• [Things to do]:
1. List the headings that the excerpt on energy-transition metals gives under "Energy-transition materials are the building blocks of electrification:".
2. Pick up the excerpt on Peru, Chile and energy-transition metals at its final line and carry it forward.

• [Excerpt]:
The International Energy Agency (IEA) projects that demand for key transition metals could double—or even triple—by 2040, driven by electric vehicles, renewable energy systems, battery storage, and grid expansion. As the world races toward net-zero targets, resource security has become a geopolitical priority, elevating the strategic importance of resource-rich countries.

In this new environment, Peru and Chile stand at the center of the global energy-transition supply chain. Their natural resource endowments, combined with improving macro fundamentals and rising geopolitical relevance, position them uniquely to benefit from capital flows into transition metals.

For global investors seeking exposure to the minerals powering the 21st-century economy, Peru and Chile ETFs offer both strategic value and cyclical upside.

  1. The Rise of Energy-Transition Materials

Energy-transition materials are the building blocks of electrification:

Copper

Essential for EVs, charging networks, renewable energy, data centers, and global grid upgrades.

Lithium

The backbone of battery energy storage and electric vehicle chemistry.

Silver

Crucial for solar photovoltaic cells and high-efficiency electronics.

Molybdenum & Other Alloying Metals

Used in wind turbines, high-strength steel, transmission lines, and EV components.

Why the supercycle is structural, not cyclical

Unlike prior commodity booms driven by industrialization (China 2000s), today's demand is:

  • policy-driven (governments committing trillions to green investment)

• [Exercise data]:
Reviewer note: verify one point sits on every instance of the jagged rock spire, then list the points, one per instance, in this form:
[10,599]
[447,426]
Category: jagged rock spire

• [Results for each task]:
1.
Copper
Lithium
Silver
Molybdenum & Other Alloying Metals

2.
  • technology-driven (AI, renewable energy, EV adoption)
  • infrastructure-driven (power grids, transmission, storage)

This combination creates predictable, long-duration demand, supporting multi-decade investment cases.

  1. Chile and Peru: Global Leaders in Critical Minerals

Chile: A Copper and Lithium Powerhouse

Chile is the world’s largest copper producer and one of the top producers of lithium, thanks to its vast salt flats (salares) and stable mining infrastructure.

Key advantages:

  • Large, high-quality copper deposits (Escondida, Collahuasi, Los Pelambres)
  • Strong lithium production from SQM and Albemarle partnerships
  • Established regulatory framework and sophisticated mining ecosystem
  • Strategic importance to U.S., EU, and Asian supply-chain diversification

Chile benefits directly from:

rising EV battery demand

global grid expansion

renewable energy installations

bottlenecks in copper supply from African and Asian producers

A Chile ETF, such as ECH (iShares MSCI Chile), provides exposure to mining giants, utilities, and financials leveraged to commodity cycles and investment flows.

Peru: A Rising Force in Copper and Silver

Peru is the world’s second-largest copper producer and a significant producer of silver, zinc, and molybdenum—all critical to the energy transition.

Key advantages:

  • Major copper mines (Antamina, Cerro Verde, Las Bambas)
  • Rising investment in mining infrastructure

Strong silver output supporting solar manufacturing

Growing importance as companies diversify supply away from single-country dependency

While Peru’s political volatility has occasionally weighed on sentiment, its mining sector remains resilient. Global producers continue to pour capital into Peru because of its rich ore grades and competitive cost base.

A Peru ETF, such as EPU (iShares MSCI Peru), gives investors direct leverage to the metals sector through miner-heavy equity exposure.

  1. Why Peru and Chile ETFs Could Outperform
  2. Direct Exposure to the Metals of the Future

Both countries dominate the supply of metals essential for:

  • electric vehicle production
  • renewable energy systems
  • AI and data center infrastructure
  • global grid modernization
  • Copper deficits alone are expected to widen sharply by the 2030s, supporting elevated price levels and boosting mining profitability.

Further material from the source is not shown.